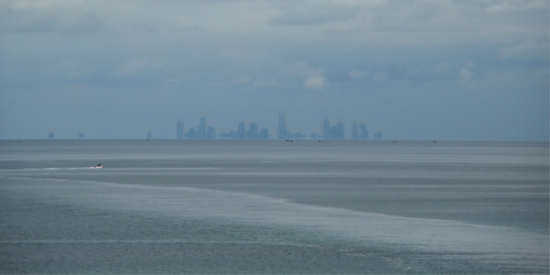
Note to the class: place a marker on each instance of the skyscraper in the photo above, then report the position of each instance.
(354, 131)
(201, 130)
(281, 130)
(252, 132)
(241, 131)
(263, 134)
(363, 133)
(180, 130)
(326, 129)
(337, 131)
(210, 133)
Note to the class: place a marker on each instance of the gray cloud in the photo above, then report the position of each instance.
(392, 64)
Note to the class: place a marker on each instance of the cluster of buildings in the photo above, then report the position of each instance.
(203, 132)
(358, 131)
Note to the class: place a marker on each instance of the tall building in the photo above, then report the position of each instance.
(337, 131)
(201, 130)
(241, 131)
(252, 132)
(180, 133)
(264, 134)
(326, 129)
(210, 133)
(191, 133)
(363, 133)
(281, 130)
(354, 131)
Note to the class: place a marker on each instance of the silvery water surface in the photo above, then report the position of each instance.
(229, 206)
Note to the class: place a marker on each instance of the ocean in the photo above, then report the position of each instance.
(272, 206)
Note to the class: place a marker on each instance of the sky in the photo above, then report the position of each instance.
(418, 70)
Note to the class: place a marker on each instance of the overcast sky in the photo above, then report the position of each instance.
(446, 70)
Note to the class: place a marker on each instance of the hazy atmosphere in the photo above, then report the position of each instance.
(454, 70)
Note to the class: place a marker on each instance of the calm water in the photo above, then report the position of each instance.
(273, 207)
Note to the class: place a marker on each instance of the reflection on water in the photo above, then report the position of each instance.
(459, 208)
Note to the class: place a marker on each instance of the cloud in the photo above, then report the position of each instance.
(264, 83)
(526, 50)
(68, 69)
(397, 71)
(137, 67)
(313, 14)
(465, 77)
(315, 82)
(356, 74)
(514, 6)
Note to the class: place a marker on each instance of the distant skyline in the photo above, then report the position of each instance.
(418, 70)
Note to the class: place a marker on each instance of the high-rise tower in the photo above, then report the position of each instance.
(326, 129)
(201, 130)
(281, 131)
(180, 131)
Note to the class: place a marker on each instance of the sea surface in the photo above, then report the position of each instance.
(270, 206)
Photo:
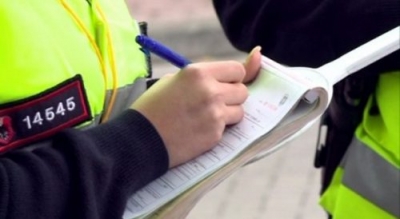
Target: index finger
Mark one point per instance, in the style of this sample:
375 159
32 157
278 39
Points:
225 71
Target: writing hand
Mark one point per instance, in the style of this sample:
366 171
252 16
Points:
191 109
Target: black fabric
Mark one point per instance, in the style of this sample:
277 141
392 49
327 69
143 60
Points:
83 174
311 33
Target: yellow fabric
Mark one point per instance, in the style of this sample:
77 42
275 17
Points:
382 134
49 42
343 203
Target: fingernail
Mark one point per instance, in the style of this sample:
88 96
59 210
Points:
254 50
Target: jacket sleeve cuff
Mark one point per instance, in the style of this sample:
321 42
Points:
137 150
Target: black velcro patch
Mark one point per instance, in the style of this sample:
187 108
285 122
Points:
40 116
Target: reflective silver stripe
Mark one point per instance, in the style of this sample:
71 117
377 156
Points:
126 96
372 177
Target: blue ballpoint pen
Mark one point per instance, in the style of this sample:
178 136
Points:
162 51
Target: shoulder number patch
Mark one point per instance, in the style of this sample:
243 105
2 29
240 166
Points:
40 116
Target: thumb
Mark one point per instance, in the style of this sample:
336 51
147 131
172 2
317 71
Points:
252 64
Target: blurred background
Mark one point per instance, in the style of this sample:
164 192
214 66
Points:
284 185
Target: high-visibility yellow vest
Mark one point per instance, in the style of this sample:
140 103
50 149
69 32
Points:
366 185
43 44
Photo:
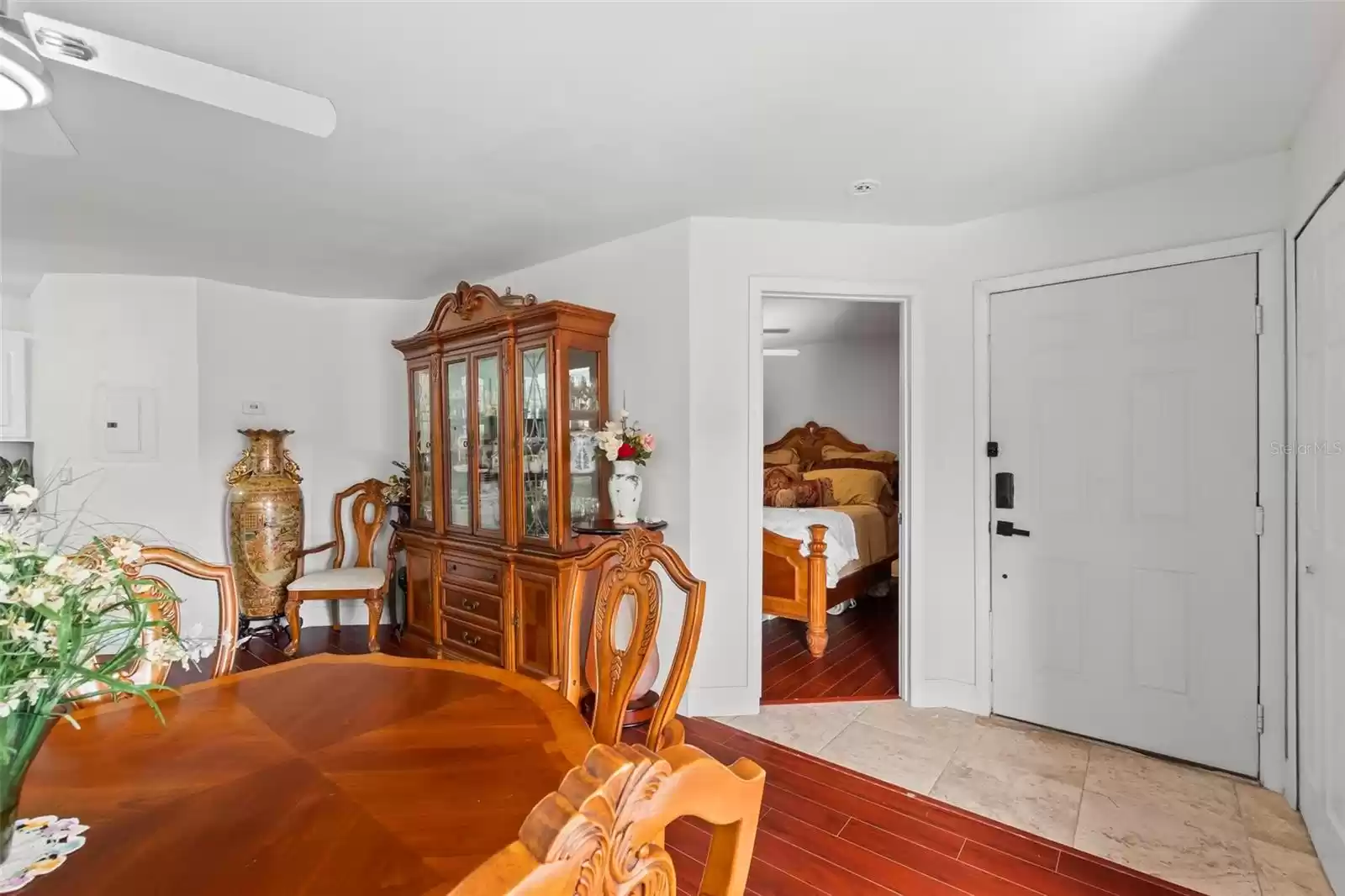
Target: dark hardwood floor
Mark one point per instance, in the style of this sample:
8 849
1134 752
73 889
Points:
860 663
831 831
827 830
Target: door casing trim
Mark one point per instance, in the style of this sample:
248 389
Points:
1277 649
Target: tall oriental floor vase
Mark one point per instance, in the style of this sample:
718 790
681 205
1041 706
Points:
266 525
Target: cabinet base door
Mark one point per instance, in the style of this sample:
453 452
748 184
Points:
535 622
420 593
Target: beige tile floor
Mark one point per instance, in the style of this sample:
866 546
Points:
1214 833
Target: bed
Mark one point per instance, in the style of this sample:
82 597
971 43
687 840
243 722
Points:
818 557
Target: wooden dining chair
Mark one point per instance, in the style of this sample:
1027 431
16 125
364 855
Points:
167 609
360 582
625 571
603 830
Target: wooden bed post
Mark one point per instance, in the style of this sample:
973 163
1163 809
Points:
818 591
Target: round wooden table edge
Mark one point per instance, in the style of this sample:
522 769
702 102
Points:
571 730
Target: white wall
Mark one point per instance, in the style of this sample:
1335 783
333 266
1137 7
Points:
1317 159
943 262
320 366
1317 163
853 385
643 280
92 333
323 367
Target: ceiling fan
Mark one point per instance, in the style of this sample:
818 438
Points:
26 85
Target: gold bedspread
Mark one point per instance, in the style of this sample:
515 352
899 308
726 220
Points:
874 533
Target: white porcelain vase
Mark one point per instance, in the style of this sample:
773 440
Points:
625 488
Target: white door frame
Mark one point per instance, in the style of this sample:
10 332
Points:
1278 656
910 599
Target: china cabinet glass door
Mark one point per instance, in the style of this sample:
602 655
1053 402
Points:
535 434
423 448
455 430
583 414
488 461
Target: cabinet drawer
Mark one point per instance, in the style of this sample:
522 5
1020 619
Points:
479 572
474 607
471 640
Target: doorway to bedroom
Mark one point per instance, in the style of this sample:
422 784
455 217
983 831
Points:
833 424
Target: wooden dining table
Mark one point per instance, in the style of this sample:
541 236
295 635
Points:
322 777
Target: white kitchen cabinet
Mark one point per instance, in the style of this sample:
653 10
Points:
13 385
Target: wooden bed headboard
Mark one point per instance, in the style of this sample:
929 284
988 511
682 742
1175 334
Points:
811 437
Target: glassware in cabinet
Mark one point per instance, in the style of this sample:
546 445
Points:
535 432
459 452
583 414
424 444
488 435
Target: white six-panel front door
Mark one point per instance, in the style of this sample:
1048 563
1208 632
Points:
1125 407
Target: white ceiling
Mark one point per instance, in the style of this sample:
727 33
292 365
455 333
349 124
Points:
827 320
475 139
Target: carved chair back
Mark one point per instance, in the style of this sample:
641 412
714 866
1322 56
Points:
367 510
603 830
166 609
627 576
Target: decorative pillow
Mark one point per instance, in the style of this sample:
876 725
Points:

____

▶ _Exercise instructions_
Reproduce these lines word for word, omitting the pictures.

▶ _Output for this exercise_
Note to the class: place a marker on each instance of the skyscraper in the photo above, then report the position of each instance.
(354, 131)
(201, 130)
(281, 130)
(252, 132)
(241, 131)
(263, 134)
(363, 133)
(180, 130)
(326, 129)
(337, 131)
(210, 133)
Note to the class: place a marker on each instance of the gray cloud in the photo above, then report the position of each instance.
(392, 64)
Note to the class: place a marker on each instance of the cluster of buildings in the photo above, then report the position of each instance.
(203, 132)
(358, 131)
Note to the class: place a marker on each instance of the tall building in the photo above, then report the position of each instance.
(337, 131)
(201, 130)
(241, 131)
(252, 132)
(180, 133)
(264, 134)
(326, 129)
(210, 133)
(191, 133)
(363, 133)
(281, 130)
(354, 131)
Note to the class: place a marker on each instance of the silvery water surface in the photo above, then report the position of each instance.
(229, 206)
Note to the class: place a marker on each instance of the ocean in the photo above, then report the position of each instance.
(272, 206)
Note to the class: place a marker on each instance of the sky in the photo above, then report the position of each instance.
(418, 70)
Note to the class: place a marker on each instance of the overcast sky in the photo above, then report the position of each instance.
(446, 70)
Note to the class: place a marker on each instance of the hazy atmosphere in the photo above, then report the position of each instance.
(454, 70)
Note to the class: place a marker on each instance of the calm water in the photo above, then report the position of each instance.
(273, 207)
Note to the class: place a marker on each instance of the reflection on water in the photo above, then report the position of each instance.
(459, 208)
Note to the class: place a marker on each instance of the cloud in the photo above, then report the position of each instance.
(264, 83)
(526, 50)
(68, 69)
(397, 71)
(137, 67)
(313, 14)
(465, 77)
(315, 82)
(356, 74)
(514, 6)
Note to the class: place a marker on each instance of the distant skyline in the photo above, then report the position of each instance.
(418, 70)
Note to the class: place a marker on each instance of the high-rise tower in the photo above, then report the position of each instance.
(326, 129)
(201, 130)
(281, 131)
(180, 131)
Note to the class: place a marker on each instance of the sea surface in the photo above, then report the position of each instance.
(270, 206)
Photo:
Target: index finger
Mark one point per instance, in the style of this sample:
375 159
32 157
278 39
Points:
225 71
Target: writing hand
Mark one point per instance, in the style of this sample:
366 171
252 16
Points:
191 109
Target: black fabric
Mark one point per instance, in the style of this sample:
277 141
392 49
327 69
143 60
Points:
83 174
311 33
Target: yellow fabric
Mark one point per instance, in the style of this sample:
77 42
275 17
Points:
382 134
49 42
343 203
Target: fingernail
Mark one point per instance, in the style of this sample:
88 96
59 210
Points:
254 50
Target: jacket sleeve cuff
Mark one point per instance, in the style of this sample:
321 42
Points:
137 150
Target: black velcro patch
Mark one point per instance, in the style of this sample:
187 108
285 122
Points:
40 116
Target: reflective silver stripe
Mark one point per instance, in the style of this sample:
71 117
377 156
Points:
126 96
372 177
Target: blue ballpoint pen
Mark one point per instance, in the style of this sample:
178 136
Points:
162 51
Target: shoulder number patch
Mark one point per instance, in the style of this sample:
243 105
2 29
240 166
Points:
40 116
Target: thumb
Mark one point per instance, in the style of this sample:
336 51
147 131
172 2
317 71
Points:
252 64
Target: blurred background
Mark one point per instance, in the style of this sample:
164 192
214 66
Points:
284 185
Target: high-visibility yellow vest
Mark one point per instance, in the style of this sample:
140 103
50 149
69 32
Points:
366 185
43 44
Photo:
Target: dark hardwood floor
Mark one point per instance, in the style of this sample:
8 849
1134 752
73 889
Points:
860 663
831 831
827 830
Target: door casing trim
Mark one point per instance, in the style of this sample:
248 389
Points:
1277 649
Target: tall oriental floor vase
Mark one point per instance, in the style of this sample:
718 790
681 205
1041 706
Points:
266 525
Target: cabinet base door
Mark one point per instance, in the style of this sample:
453 452
748 184
Points:
535 622
420 593
Target: beige tile floor
Mark one point per instance, in the style of this sample:
866 546
Points:
1214 833
Target: bed
Mark one point per instance, in the style of this sample:
82 597
971 43
687 840
243 722
Points:
818 557
Target: wooden dining chair
Mark one point per instance, in the style of this sample:
1027 431
16 125
364 855
Points:
167 609
360 582
625 571
603 830
Target: wooden bed post
Mark one point per instance, in the style of this sample:
973 163
1163 809
Points:
818 591
Target: round wooden table edge
Mark one point per instance, in the style of this sample:
522 769
702 102
Points:
571 730
Target: white wall
Mark one point per instance, in the style of this sample:
1335 783
333 266
1137 7
Points:
1317 159
943 262
320 366
1317 163
853 385
643 280
92 333
323 367
Target: ceiling fan
Mark one point per instance, in the style of this sample:
818 438
Points:
26 85
Target: gold bedspread
Mark one point per instance, in the style of this sample:
515 352
899 308
726 220
Points:
874 533
Target: white porcelain vase
Mark one point per instance, in the style of this sample:
773 440
Points:
625 488
Target: white door frame
Mark one point per instance, in the style of this sample:
10 332
Points:
1278 656
910 599
Target: china cabinet glass door
Mark one point per instance, in the style of this sample:
602 655
1053 402
Points:
535 434
423 448
455 430
583 414
488 461
Target: cabinet drawer
Mark one point per instance, in the style of this sample:
522 5
1020 619
Points:
479 572
474 607
471 640
Target: doorway to bedroom
Mark one point per instance, in the style of this sample:
422 784
455 217
983 831
Points:
833 424
Target: wooden dining table
Mark one point per instance, in the style of this sample:
541 236
295 635
Points:
322 777
Target: white kitchen cabinet
Mark one point per instance, in the style of this sample:
653 10
Points:
13 385
Target: wooden bed headboard
Mark one point per instance, in the style of this sample:
929 284
988 511
682 742
1175 334
Points:
811 437
Target: glassware in cabinet
Mark one point per instance, in the style of this sample:
546 445
Points:
535 432
459 452
583 414
424 444
488 435
Target: white six-panel front door
Mark one point per instance, in the style of this sample:
1048 563
1208 632
Points:
1125 407
Target: white ceiling
Mark one point per instance, in the style of this sample:
727 33
292 365
455 333
349 124
Points:
827 320
475 139
Target: carved chair back
Mark one point per instance, in the style of this sample:
641 412
714 866
1322 56
Points:
367 510
603 830
166 609
627 576
Target: decorative pillow
Mark one point per instance, in the style of this sample:
876 725
Points:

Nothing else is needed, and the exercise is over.